→ **WHAT TO DO**
• A. In the text on the Perarivalan case, what kind of bench set A G Perarivalan free?
• B. Condense the paragraph of the text on the Perarivalan case that begins "On Wednesday, a three-judge bench" into a short bulleted list that keeps its main facts.
• C. From the text on the Perarivalan case, return the stretch from "On Wednesday, a" through "in policy implementation.", copied word for word.

SC decision in Perarivalan case should send strong signals to governors who stonewall state government decisions

On Wednesday, a three-judge bench of the Supreme Court set free A G Perarivalan bringing a closure to the more than the three-decade-long battle waged by the 50-year old convict in the Rajiv Gandhi murder case. The relief provided by the Court was long overdue — Perarivalan’s prolonged incarceration was inhuman. But the verdict is also seminal for another reason: It clarifies constitutional issues that have resulted in numerous face-offs between state governments and governors in recent times, resulting in inordinate delays in policy implementation.

→ **RECORDS SUPPLIED**

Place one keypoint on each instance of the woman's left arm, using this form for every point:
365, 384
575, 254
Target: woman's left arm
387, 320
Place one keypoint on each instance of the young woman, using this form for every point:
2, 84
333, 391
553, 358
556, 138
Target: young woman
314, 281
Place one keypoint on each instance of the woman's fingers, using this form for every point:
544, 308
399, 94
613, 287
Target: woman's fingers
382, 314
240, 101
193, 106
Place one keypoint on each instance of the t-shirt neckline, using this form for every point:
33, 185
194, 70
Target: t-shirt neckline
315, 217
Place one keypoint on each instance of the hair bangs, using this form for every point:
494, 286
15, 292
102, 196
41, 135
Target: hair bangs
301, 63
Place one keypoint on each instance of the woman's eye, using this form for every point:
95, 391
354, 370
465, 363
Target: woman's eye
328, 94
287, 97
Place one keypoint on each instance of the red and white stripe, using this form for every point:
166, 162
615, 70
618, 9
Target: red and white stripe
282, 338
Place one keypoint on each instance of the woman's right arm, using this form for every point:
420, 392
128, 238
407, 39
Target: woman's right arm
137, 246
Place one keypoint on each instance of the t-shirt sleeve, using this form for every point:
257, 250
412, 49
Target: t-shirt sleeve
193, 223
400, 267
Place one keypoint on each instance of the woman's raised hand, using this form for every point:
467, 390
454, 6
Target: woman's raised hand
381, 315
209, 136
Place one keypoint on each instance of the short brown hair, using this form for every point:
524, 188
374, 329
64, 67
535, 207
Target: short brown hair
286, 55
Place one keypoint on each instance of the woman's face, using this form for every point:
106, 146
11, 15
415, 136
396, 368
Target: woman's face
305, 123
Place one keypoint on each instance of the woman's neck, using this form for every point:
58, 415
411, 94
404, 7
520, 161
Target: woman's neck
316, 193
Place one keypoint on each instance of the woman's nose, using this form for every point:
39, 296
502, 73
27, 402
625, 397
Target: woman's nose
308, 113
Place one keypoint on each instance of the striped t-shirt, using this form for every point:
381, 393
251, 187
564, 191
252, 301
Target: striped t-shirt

→ **SOLUTIONS TO THE PROBLEMS**
• A. A three-judge bench of the Supreme Court.

• B.
- On Wednesday, a three-judge Supreme Court bench freed A G Perarivalan, the 50-year-old convict in the Rajiv Gandhi murder case, ending his battle of more than three decades.
- The relief was long overdue, and his prolonged incarceration was inhuman.
- The verdict also clarifies constitutional issues behind many recent face-offs between state governments and governors, which have caused inordinate delays in policy implementation.

• C.
On Wednesday, a three-judge bench of the Supreme Court set free A G Perarivalan bringing a closure to the more than the three-decade-long battle waged by the 50-year old convict in the Rajiv Gandhi murder case. The relief provided by the Court was long overdue — Perarivalan’s prolonged incarceration was inhuman. But the verdict is also seminal for another reason: It clarifies constitutional issues that have resulted in numerous face-offs between state governments and governors in recent times, resulting in inordinate delays in policy implementation.